Task directions: In full and without changes, output the data.

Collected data
* * * *

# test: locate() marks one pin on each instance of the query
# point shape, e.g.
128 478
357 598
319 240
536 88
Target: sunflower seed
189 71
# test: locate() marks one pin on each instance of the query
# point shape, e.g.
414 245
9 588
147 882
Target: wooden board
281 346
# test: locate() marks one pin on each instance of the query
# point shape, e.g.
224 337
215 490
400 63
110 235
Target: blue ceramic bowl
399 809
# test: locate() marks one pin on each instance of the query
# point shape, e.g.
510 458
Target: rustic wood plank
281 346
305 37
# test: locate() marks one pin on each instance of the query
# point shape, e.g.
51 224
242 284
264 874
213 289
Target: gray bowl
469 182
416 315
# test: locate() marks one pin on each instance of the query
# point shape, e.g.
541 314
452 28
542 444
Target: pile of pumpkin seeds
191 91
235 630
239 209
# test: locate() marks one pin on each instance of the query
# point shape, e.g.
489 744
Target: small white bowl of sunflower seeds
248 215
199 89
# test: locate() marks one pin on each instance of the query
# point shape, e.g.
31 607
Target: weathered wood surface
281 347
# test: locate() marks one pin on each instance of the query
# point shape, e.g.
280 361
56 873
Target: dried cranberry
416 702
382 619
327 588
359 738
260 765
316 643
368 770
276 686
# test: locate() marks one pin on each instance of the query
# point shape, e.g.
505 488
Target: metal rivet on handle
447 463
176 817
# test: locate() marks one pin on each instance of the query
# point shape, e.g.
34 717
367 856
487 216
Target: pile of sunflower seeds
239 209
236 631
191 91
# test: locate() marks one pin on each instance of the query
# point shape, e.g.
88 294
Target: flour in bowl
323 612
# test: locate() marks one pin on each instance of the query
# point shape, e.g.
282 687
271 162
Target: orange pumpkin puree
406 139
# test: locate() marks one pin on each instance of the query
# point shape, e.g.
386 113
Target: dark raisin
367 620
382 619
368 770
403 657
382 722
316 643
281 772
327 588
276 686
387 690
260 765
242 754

* * * *

Answer to the exercise:
# test: locate() marks one pin on each instance of the query
# point shape, e.g.
128 478
357 598
319 240
536 88
Target: sunflower seed
189 71
# test: locate() marks one pin on each instance of the query
# point shape, e.g.
414 245
9 588
147 882
Target: wooden board
281 346
# test: locate() marks one pin on each instance of the query
# point shape, e.g.
224 337
215 490
400 63
110 235
Target: blue ceramic bowl
399 809
# test: locate() marks one pin on each instance of the query
# point shape, e.g.
510 458
Target: rustic wood plank
281 346
305 37
# test: locate() marks one pin on each instance of the query
# point shape, e.g.
51 224
242 284
264 874
213 289
Target: gray bowl
469 182
416 315
# test: locate() marks one pin on each instance of the query
# point shape, e.g.
541 314
452 28
542 444
Target: pile of pumpkin seeds
191 91
235 630
239 209
# test: locate() marks one pin on each instance of the query
# point shape, e.g.
489 744
Target: small white bowl of sunflower seeds
248 215
199 89
# test: locate() marks one pin on each instance of the query
# point shape, e.g.
31 607
Target: weathered wood surface
281 347
# test: locate() marks one pin on each instance of the query
# point shape, e.g.
280 361
56 873
Target: dried cranberry
416 702
382 619
327 588
359 738
260 765
316 643
368 770
276 686
# test: locate() marks one pin on each instance of the query
# point shape, e.g.
505 488
Target: metal rivet on handle
447 463
176 817
# test: locate() marks one pin on each instance of the query
# point shape, e.g.
34 717
367 856
487 216
Target: pile of sunflower seeds
239 209
236 631
191 91
# test: locate() marks one pin on each instance of the query
# point shape, e.g.
88 294
Target: flour in bowl
323 612
# test: locate() marks one pin on each instance of the query
# point shape, e.g.
282 687
271 162
Target: orange pumpkin puree
406 139
# test: locate() marks one pin on each instance of the query
# point shape, e.g.
386 113
Target: dark raisin
367 620
382 619
368 770
403 657
382 722
316 643
281 772
327 588
276 686
387 690
260 765
242 754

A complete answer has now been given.